University Head On Students' Need Of Community Life

University Head On Students' Need Of Community Life

"We students and staffs are not knit together as a community as we should be and so we miss an essential part of our education." said Dr R. G. Soper, vice-chancellor of Otago University, in his address when he opened the seventh annual New Zealand university students congress at Curious Cove.

Dr Soper said that he had often heard criticism of the New Zealand university graduate—that he did not pull his weight in the community. If this was so, said Dr Soper. it was directly attributable to the fact that New Zealand students lived so little of their time in a community.

"I trust that buildings for students unions can be taken out of the list of priorities of university buildings and a start made with them as soon as labour and materials permit. I regard them as the really essential parts of the university, and the expenditure on such buildings will be returned in full to New Zealand from more community-conscious University graduate," he added.

Earlier in his address, which was called "Some University Problems," Dr Soper pointed out that the awareness of the problems of the university was a comparatively recent development, but they were nonetheless real. These problems, he Mid, arose from the very nature of the university. The function of the university was difficult to define, but it could be broadly said to have three main aspects. In the first place it provided professional training for its graduates, the doctors, lawyers, architects, etc. Even the arts student. Dr. Soper added, was in some measure receiving a professional training, as most arts graduates became teachers.

In the second place the university, like the medieval Church, kept alive the heritage of knowledge and learning.

The third main function of the University was to extend the boundaries of knowledge by research.

- **COLLECTED MATERIAL**

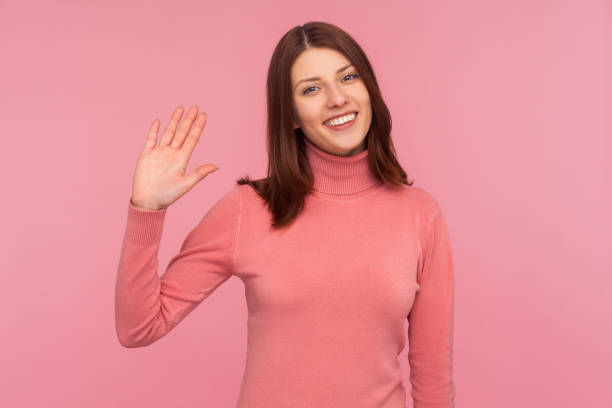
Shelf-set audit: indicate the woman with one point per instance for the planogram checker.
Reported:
(337, 251)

- **AIM OF THE EXERCISE**
Answer these from the passage on students' need of community life:
(a) Where was the congress that Dr Soper opened held?
(b) What was his address called?
(c) What did he name as the university's third main function?

- **REPLY TO THE TASK**
(a) Curious Cove.
(b) "Some University Problems."
(c) To extend the boundaries of knowledge by research.